Page excerpt start

Back to football, it's a shame the first goal was legal, i would love to have cheated out the Italians, as i'm against their "catenaccio" style of play. 

Now i only have one wish....... Netherlands vs Portugal.


----------



## Andrew Pratt (Feb 16, 2007)

The issue is that if that goal isn't allowed it sets up a bad precedent that would allow defenders to put themselves out of bounds and force off side calls any time there was pressure on net. Granted players are not supposed to leave the pitch w/o permission but IMO it was the right call to make.


----------



## titans88 (Oct 3, 2007)

Another exciting match today. Spain really impressed me.


----------



## K_OS (Dec 13, 2002)

WOW, Sweden upset the reigning champions Greece 2-0. Good to see that somebody has finally been able to solve the Greek defense trap.

Laterz


----------



## i-rui (Sep 13, 2006)

lookitsmarc said:


> UEFA recently ruled the the refs correctly called the play onside.


Yes i also saw that UEFA is backing the linesmen, but i really think that's all it is - backing their officials.

I'd say most (95%) of football fans would feel it was offside. The player went down out of play and had no idea what was going on. To suggest he did it on purpose is really harsh.

It reminds me of when Dallas won the stanley cup on Brett Hull's controversial "foot in the crease" goal. Everyone knew it never should have stood, but the NHL backed the decision to squash the controversy.

Decent first game today. Spain looks formidable.

Page excerpt end

Exercise set:
1. In the soccer thread, by what score did Sweden beat Greece?
2. Echo the part of the soccer thread starting with "WOW, Sweden upset" and going on through "(Sep 13, 2006)".
Rely only on the soccer thread above.

Data extract start

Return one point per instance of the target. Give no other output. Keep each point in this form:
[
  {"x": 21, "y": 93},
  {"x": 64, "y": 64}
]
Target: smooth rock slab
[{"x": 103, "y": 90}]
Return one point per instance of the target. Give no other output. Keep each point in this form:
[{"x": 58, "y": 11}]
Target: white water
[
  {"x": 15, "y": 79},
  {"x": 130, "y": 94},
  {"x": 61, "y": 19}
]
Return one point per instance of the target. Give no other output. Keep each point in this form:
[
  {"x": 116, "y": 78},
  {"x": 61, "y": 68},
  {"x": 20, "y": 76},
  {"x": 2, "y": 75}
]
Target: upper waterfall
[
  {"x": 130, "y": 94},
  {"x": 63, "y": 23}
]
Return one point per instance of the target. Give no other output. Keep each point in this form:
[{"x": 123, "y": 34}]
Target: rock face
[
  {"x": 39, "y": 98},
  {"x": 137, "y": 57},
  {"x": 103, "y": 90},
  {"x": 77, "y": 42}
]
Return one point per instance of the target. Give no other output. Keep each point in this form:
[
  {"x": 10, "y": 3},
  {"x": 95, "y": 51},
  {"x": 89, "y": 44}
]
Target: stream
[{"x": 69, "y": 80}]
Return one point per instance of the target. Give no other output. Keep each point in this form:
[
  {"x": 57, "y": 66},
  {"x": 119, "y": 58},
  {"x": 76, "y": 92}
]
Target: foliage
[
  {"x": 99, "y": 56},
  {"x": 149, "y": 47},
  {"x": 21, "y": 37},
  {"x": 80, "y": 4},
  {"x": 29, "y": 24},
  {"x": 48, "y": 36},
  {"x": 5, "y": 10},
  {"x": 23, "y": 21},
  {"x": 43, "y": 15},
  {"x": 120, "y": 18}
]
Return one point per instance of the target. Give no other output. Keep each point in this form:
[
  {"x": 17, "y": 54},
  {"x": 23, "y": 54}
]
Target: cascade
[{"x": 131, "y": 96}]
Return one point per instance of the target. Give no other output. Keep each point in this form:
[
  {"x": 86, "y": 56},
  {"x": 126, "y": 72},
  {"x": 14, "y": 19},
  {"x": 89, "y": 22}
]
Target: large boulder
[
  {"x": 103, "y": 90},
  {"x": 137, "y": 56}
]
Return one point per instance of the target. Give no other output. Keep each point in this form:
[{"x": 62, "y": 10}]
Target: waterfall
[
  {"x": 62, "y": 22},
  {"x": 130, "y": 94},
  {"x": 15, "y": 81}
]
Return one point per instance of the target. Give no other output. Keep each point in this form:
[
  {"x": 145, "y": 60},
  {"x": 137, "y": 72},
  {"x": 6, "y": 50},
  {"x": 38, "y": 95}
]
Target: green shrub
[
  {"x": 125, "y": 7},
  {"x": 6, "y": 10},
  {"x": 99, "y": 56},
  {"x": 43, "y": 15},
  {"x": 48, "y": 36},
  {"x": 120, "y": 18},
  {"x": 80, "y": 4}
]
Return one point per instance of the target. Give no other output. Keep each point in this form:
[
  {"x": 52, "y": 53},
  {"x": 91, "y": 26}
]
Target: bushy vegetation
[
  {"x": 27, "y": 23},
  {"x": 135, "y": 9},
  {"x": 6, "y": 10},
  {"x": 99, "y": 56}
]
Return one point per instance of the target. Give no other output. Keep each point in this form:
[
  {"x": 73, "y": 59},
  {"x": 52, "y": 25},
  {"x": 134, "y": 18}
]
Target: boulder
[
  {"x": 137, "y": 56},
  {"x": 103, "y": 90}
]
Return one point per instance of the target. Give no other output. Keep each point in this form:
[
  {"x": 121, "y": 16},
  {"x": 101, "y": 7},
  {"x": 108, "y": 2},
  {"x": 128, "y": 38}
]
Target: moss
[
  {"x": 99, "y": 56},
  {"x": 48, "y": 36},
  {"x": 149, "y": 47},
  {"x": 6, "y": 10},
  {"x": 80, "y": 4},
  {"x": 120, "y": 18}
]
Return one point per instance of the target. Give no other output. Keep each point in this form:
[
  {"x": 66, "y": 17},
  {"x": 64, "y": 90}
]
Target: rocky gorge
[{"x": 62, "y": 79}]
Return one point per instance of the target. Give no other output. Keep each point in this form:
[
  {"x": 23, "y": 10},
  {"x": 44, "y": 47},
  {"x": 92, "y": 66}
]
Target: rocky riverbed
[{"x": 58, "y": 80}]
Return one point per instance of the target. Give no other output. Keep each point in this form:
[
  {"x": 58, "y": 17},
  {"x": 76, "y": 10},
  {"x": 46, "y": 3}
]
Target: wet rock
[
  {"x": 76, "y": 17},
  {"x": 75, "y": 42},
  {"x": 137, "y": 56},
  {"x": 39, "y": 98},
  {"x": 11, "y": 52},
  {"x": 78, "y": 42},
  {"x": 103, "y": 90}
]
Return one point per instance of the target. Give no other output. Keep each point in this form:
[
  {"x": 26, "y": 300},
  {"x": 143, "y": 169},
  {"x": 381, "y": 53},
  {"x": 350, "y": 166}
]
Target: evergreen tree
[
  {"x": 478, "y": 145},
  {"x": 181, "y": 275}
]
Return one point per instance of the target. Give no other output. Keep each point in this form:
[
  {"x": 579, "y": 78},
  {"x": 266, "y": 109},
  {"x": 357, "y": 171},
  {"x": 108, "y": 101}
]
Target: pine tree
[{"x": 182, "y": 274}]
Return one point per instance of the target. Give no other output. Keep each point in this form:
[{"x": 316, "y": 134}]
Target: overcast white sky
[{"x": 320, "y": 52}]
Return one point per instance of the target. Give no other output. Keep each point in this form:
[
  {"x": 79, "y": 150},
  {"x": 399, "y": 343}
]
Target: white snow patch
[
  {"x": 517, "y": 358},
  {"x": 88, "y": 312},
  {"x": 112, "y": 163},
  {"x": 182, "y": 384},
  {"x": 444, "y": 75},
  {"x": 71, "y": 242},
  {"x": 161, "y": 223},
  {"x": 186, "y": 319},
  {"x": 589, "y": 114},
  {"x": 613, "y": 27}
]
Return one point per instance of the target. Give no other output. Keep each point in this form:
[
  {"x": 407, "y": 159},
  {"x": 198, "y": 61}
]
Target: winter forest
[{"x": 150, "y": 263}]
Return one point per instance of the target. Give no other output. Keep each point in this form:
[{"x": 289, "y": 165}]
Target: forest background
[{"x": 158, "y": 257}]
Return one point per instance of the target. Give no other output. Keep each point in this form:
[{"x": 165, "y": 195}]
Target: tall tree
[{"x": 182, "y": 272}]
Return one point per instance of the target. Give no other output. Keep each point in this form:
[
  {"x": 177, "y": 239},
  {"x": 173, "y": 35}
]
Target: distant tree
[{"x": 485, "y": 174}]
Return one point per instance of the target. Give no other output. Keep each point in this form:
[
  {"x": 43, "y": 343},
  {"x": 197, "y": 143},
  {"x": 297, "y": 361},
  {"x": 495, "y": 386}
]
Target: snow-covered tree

Data extract end

The replies:
1. 2-0

2.
WOW, Sweden upset the reigning champions Greece 2-0. Good to see that somebody has finally been able to solve the Greek defense trap.

Laterz


----------



## i-rui (Sep 13, 2006)